◆ What you should do:
Rewrite only the items below, from the line with "wanted | a marker on every instance of the textured" to the line with "<point>398,106</point>", as a two-column CSV with the headers input and output. Give one row per item, with its text in one quoted field and its answer in the other, replacing line breaks with spaces.

☆ ☆ ☆

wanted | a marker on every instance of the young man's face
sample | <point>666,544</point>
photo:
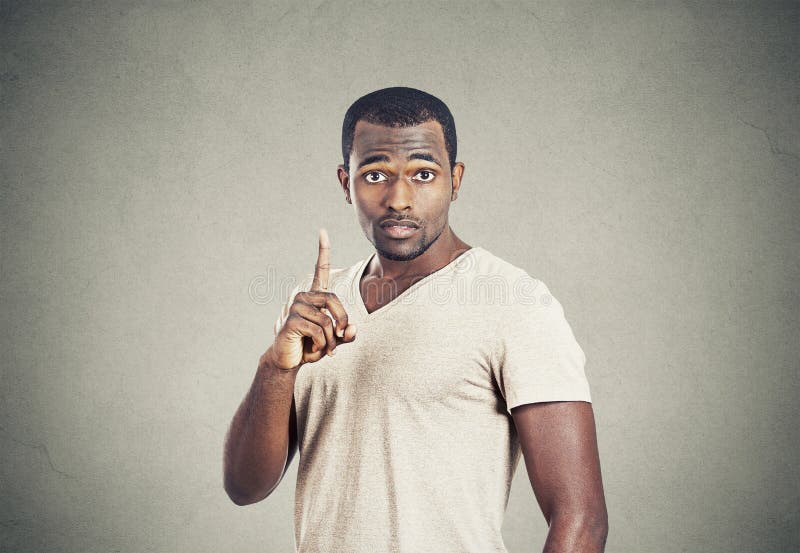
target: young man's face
<point>401,175</point>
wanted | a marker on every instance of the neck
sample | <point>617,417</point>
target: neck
<point>445,249</point>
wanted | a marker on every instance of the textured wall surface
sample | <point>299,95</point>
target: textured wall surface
<point>156,158</point>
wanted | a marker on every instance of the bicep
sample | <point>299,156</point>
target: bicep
<point>559,444</point>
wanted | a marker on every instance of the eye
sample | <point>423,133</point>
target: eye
<point>425,175</point>
<point>374,176</point>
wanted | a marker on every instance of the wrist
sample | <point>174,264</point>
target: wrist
<point>268,364</point>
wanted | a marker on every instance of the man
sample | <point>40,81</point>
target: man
<point>412,380</point>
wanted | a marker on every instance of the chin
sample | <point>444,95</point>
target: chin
<point>397,251</point>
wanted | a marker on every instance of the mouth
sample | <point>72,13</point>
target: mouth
<point>399,229</point>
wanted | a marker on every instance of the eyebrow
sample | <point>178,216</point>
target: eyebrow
<point>385,159</point>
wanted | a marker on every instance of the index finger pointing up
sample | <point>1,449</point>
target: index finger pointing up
<point>322,269</point>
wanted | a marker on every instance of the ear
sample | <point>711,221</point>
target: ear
<point>457,175</point>
<point>344,180</point>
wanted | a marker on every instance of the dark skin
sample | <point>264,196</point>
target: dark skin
<point>405,174</point>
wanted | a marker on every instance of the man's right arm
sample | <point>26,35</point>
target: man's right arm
<point>262,438</point>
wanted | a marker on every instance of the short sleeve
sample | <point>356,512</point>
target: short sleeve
<point>537,357</point>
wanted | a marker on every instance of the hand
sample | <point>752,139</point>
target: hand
<point>309,332</point>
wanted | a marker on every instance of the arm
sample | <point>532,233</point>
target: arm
<point>262,438</point>
<point>560,448</point>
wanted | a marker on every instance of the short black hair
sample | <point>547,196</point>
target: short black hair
<point>398,106</point>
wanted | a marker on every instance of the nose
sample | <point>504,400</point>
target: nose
<point>400,195</point>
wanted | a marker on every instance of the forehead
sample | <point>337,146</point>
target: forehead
<point>370,138</point>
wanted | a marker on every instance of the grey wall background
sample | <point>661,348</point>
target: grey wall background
<point>640,158</point>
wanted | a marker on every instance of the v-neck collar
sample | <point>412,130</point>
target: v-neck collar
<point>356,284</point>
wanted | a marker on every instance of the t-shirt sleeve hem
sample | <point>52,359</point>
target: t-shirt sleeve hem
<point>578,391</point>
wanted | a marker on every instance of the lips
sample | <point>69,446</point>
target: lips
<point>399,223</point>
<point>399,228</point>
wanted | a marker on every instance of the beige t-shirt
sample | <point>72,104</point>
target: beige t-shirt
<point>406,438</point>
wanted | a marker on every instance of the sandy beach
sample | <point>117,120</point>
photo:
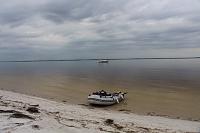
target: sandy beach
<point>22,113</point>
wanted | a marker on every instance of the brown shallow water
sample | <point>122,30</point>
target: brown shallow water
<point>165,87</point>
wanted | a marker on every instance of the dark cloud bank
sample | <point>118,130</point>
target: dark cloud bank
<point>49,29</point>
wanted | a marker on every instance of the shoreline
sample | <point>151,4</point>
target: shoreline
<point>51,116</point>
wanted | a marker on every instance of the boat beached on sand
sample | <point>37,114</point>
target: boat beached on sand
<point>104,98</point>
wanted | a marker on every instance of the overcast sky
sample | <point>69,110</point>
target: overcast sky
<point>65,29</point>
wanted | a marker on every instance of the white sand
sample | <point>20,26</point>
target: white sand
<point>57,117</point>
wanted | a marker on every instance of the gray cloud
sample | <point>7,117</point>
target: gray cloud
<point>98,28</point>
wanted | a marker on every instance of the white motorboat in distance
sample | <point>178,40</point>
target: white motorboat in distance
<point>104,98</point>
<point>103,61</point>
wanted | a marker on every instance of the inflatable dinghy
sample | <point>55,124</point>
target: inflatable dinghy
<point>104,98</point>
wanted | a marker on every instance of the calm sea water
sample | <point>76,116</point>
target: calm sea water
<point>166,87</point>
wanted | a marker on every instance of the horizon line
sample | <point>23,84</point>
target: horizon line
<point>96,59</point>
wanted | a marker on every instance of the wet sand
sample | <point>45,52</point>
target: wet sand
<point>154,90</point>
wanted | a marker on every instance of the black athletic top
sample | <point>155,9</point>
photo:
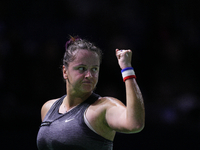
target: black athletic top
<point>68,131</point>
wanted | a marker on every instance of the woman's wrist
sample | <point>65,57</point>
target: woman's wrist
<point>128,73</point>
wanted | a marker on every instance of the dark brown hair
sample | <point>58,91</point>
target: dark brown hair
<point>77,43</point>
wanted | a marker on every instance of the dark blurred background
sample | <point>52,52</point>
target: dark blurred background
<point>163,35</point>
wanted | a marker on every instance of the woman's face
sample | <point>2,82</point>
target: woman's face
<point>82,73</point>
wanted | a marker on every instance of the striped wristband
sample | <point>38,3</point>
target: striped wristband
<point>128,73</point>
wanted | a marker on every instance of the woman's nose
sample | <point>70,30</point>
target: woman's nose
<point>88,74</point>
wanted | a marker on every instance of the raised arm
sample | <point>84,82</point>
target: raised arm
<point>129,118</point>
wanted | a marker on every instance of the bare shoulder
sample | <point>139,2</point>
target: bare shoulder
<point>110,101</point>
<point>46,107</point>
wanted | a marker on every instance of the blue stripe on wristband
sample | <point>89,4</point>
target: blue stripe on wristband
<point>128,68</point>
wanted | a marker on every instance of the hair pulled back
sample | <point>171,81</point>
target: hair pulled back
<point>76,43</point>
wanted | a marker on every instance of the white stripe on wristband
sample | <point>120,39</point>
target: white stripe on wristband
<point>128,73</point>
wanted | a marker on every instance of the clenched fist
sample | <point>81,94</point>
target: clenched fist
<point>124,58</point>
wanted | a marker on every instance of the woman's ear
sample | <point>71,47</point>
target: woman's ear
<point>64,72</point>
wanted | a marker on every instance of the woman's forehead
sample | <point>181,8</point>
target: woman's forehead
<point>86,56</point>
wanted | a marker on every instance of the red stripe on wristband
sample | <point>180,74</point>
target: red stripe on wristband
<point>129,77</point>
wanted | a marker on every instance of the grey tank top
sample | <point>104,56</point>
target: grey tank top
<point>68,131</point>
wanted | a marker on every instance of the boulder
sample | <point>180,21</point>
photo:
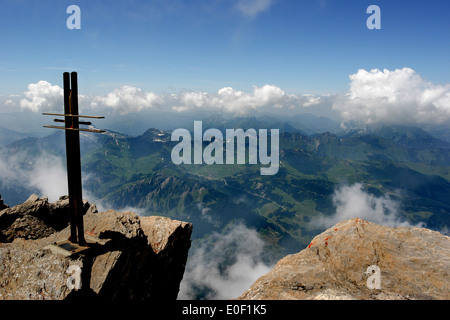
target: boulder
<point>357,259</point>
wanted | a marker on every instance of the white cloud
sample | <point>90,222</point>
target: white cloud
<point>42,96</point>
<point>353,202</point>
<point>128,99</point>
<point>207,265</point>
<point>394,97</point>
<point>251,8</point>
<point>44,173</point>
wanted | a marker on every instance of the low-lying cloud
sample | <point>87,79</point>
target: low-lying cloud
<point>225,265</point>
<point>400,96</point>
<point>353,202</point>
<point>44,96</point>
<point>394,97</point>
<point>45,173</point>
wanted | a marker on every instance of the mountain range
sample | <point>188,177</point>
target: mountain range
<point>406,165</point>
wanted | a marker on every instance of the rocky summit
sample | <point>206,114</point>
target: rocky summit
<point>357,259</point>
<point>128,257</point>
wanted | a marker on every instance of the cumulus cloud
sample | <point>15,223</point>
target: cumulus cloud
<point>209,265</point>
<point>128,99</point>
<point>45,174</point>
<point>251,8</point>
<point>394,97</point>
<point>353,202</point>
<point>43,96</point>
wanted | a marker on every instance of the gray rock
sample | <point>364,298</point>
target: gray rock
<point>361,260</point>
<point>129,257</point>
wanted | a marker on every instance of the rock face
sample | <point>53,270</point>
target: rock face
<point>361,260</point>
<point>128,257</point>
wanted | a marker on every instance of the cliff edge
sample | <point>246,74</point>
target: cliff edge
<point>128,257</point>
<point>356,259</point>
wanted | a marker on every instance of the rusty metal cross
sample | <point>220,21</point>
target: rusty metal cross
<point>72,131</point>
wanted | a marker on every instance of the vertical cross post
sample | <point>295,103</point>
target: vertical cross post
<point>73,158</point>
<point>72,130</point>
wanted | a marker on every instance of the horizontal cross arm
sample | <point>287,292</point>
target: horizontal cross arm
<point>75,129</point>
<point>71,115</point>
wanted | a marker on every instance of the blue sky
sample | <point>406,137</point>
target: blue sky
<point>169,46</point>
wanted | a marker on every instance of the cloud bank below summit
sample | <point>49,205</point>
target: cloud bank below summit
<point>375,97</point>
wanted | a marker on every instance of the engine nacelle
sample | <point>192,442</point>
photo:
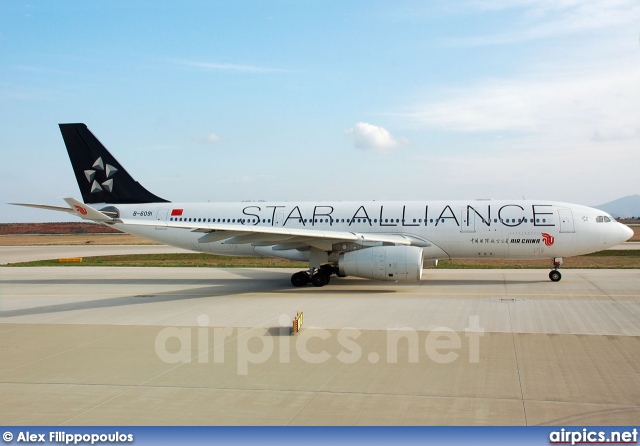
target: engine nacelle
<point>388,263</point>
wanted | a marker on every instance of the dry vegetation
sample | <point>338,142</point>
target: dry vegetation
<point>75,239</point>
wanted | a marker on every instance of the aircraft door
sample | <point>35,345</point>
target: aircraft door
<point>566,220</point>
<point>468,220</point>
<point>379,259</point>
<point>161,215</point>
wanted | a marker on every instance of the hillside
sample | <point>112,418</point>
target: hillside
<point>626,207</point>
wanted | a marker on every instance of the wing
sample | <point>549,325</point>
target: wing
<point>279,238</point>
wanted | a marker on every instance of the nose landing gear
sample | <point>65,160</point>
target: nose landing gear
<point>555,275</point>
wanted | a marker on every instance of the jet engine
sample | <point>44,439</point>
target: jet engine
<point>388,263</point>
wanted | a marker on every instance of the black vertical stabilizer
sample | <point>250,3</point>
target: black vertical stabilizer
<point>101,178</point>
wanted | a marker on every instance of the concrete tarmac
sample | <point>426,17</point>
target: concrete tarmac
<point>16,254</point>
<point>192,346</point>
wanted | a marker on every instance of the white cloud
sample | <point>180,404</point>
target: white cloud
<point>373,137</point>
<point>548,18</point>
<point>211,138</point>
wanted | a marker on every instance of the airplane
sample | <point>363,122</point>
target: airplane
<point>379,240</point>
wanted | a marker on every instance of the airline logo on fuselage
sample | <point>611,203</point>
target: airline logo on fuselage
<point>548,239</point>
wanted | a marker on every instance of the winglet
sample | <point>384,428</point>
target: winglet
<point>86,212</point>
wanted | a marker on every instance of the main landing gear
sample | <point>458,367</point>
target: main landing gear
<point>555,275</point>
<point>318,277</point>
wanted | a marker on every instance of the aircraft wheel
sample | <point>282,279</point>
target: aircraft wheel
<point>320,279</point>
<point>300,278</point>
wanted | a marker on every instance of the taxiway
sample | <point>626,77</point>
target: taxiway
<point>147,346</point>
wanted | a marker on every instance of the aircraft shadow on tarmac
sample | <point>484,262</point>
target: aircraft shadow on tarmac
<point>219,288</point>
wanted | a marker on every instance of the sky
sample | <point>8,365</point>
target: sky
<point>324,100</point>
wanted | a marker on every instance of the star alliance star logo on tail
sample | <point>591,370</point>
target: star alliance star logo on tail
<point>108,172</point>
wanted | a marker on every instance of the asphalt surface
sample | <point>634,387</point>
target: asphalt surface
<point>154,346</point>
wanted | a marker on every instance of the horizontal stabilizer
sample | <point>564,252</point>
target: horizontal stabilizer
<point>86,212</point>
<point>46,206</point>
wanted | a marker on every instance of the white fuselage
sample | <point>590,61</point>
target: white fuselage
<point>517,229</point>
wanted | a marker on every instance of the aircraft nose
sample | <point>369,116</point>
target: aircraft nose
<point>627,232</point>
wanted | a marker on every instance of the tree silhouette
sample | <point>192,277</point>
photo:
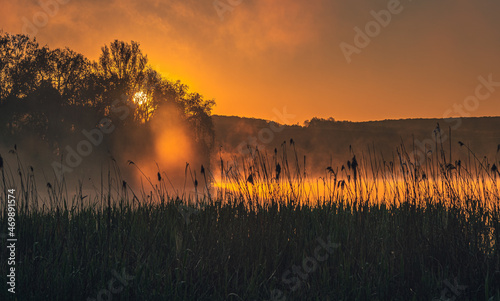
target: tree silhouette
<point>52,95</point>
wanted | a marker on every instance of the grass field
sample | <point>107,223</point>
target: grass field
<point>371,229</point>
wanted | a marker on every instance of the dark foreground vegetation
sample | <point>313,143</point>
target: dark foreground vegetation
<point>263,236</point>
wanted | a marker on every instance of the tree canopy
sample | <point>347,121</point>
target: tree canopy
<point>51,94</point>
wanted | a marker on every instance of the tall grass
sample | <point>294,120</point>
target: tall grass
<point>403,227</point>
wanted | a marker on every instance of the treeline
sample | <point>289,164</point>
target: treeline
<point>50,96</point>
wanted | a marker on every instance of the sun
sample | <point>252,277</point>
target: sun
<point>140,98</point>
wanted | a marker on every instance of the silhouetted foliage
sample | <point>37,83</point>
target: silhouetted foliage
<point>52,95</point>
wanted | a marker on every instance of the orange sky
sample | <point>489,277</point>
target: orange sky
<point>266,55</point>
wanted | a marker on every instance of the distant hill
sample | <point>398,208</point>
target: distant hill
<point>327,142</point>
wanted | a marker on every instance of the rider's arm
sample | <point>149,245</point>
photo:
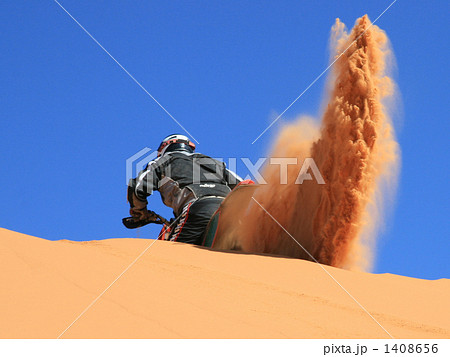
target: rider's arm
<point>142,186</point>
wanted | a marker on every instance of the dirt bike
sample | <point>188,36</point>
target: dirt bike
<point>217,233</point>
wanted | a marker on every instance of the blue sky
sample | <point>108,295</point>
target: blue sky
<point>71,116</point>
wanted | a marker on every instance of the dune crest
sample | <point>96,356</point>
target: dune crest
<point>177,290</point>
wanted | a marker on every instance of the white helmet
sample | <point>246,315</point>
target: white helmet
<point>175,142</point>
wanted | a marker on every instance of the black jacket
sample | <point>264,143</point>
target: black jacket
<point>182,177</point>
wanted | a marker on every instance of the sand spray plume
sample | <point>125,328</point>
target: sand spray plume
<point>355,150</point>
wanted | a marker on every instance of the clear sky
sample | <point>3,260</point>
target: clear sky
<point>70,116</point>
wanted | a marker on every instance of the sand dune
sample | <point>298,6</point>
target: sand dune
<point>182,291</point>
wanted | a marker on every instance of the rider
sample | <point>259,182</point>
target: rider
<point>192,184</point>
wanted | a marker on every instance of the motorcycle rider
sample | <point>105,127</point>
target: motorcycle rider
<point>192,184</point>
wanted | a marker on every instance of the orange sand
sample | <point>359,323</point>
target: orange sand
<point>182,291</point>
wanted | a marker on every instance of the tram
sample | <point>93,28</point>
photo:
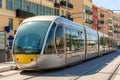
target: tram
<point>48,42</point>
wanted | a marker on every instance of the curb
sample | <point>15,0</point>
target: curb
<point>8,68</point>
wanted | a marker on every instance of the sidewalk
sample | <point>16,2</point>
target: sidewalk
<point>6,66</point>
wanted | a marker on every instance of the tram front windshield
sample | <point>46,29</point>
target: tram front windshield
<point>30,37</point>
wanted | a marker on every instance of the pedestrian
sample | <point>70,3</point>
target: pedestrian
<point>8,53</point>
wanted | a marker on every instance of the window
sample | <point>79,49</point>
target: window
<point>42,10</point>
<point>9,4</point>
<point>48,11</point>
<point>0,3</point>
<point>11,23</point>
<point>63,12</point>
<point>26,5</point>
<point>35,8</point>
<point>56,11</point>
<point>20,21</point>
<point>17,4</point>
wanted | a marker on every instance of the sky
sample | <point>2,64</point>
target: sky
<point>109,4</point>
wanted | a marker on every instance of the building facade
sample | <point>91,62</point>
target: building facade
<point>13,12</point>
<point>82,12</point>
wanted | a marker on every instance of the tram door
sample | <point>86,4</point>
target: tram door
<point>68,43</point>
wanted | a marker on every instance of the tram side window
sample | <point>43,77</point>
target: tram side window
<point>49,48</point>
<point>75,40</point>
<point>68,40</point>
<point>59,39</point>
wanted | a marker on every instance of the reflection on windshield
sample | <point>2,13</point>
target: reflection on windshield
<point>30,37</point>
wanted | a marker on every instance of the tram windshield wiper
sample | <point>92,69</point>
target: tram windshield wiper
<point>37,51</point>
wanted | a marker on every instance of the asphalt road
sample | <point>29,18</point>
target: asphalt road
<point>100,68</point>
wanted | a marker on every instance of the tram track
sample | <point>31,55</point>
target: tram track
<point>111,77</point>
<point>9,74</point>
<point>34,75</point>
<point>101,65</point>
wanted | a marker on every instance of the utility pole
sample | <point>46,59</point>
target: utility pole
<point>66,8</point>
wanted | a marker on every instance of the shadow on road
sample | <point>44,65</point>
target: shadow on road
<point>79,69</point>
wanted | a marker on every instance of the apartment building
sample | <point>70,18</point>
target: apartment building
<point>13,12</point>
<point>82,12</point>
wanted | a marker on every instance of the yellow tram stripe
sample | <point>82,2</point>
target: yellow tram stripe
<point>25,58</point>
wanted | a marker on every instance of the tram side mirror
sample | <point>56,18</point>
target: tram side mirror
<point>38,42</point>
<point>79,33</point>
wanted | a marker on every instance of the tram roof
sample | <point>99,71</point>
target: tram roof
<point>41,18</point>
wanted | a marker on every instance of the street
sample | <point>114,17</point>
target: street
<point>100,68</point>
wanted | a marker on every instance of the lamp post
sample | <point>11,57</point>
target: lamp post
<point>66,8</point>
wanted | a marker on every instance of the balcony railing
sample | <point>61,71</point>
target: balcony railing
<point>99,27</point>
<point>89,21</point>
<point>63,3</point>
<point>68,17</point>
<point>56,5</point>
<point>110,33</point>
<point>88,11</point>
<point>101,15</point>
<point>101,21</point>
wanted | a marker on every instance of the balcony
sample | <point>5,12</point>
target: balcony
<point>89,21</point>
<point>101,21</point>
<point>115,25</point>
<point>110,33</point>
<point>56,5</point>
<point>101,15</point>
<point>88,11</point>
<point>99,28</point>
<point>116,31</point>
<point>110,27</point>
<point>69,5</point>
<point>68,17</point>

☆ ☆ ☆

◆ Response to the exercise:
input,output
"wanted | a marker on every instance of the textured wall surface sample | <point>299,95</point> target: textured wall surface","<point>156,158</point>"
"wanted | a marker on every instance of the bicep sample | <point>299,156</point> target: bicep","<point>559,444</point>"
"wanted | a marker on every instance of the eye sample | <point>423,133</point> target: eye","<point>425,175</point> <point>374,176</point>"
"wanted | a marker on every instance of the wrist sample | <point>174,264</point> target: wrist","<point>268,364</point>"
"wanted | a marker on every instance of the man sample | <point>40,81</point> target: man","<point>412,380</point>"
"wanted | a marker on every instance of the chin sample | <point>444,95</point> target: chin","<point>397,251</point>"
"wanted | a marker on every instance of the mouth sample | <point>72,13</point> target: mouth","<point>399,229</point>"
"wanted | a marker on every instance of the eyebrow sample | <point>178,216</point> target: eyebrow","<point>385,159</point>"
"wanted | a marker on every instance of the index finger pointing up sample | <point>1,449</point> target: index finger pointing up","<point>322,269</point>"
"wanted | a marker on every instance of the ear sample | <point>711,221</point> target: ear","<point>457,175</point> <point>344,180</point>"
"wanted | a marker on every instance of the dark skin sample | <point>264,196</point> target: dark skin","<point>405,174</point>"
"wanted | a marker on every instance of the man's right arm sample | <point>26,35</point> target: man's right arm","<point>262,438</point>"
"wanted | a marker on every instance of the short sleeve sample | <point>356,512</point> target: short sleeve","<point>537,357</point>"
"wanted | a marker on every instance of the hand sample | <point>752,139</point> target: hand","<point>309,332</point>"
"wanted | a marker on every instance of the arm sample | <point>532,233</point> target: arm","<point>262,438</point> <point>560,448</point>"
"wanted | a marker on every instance of the short black hair sample | <point>547,196</point> target: short black hair","<point>398,106</point>"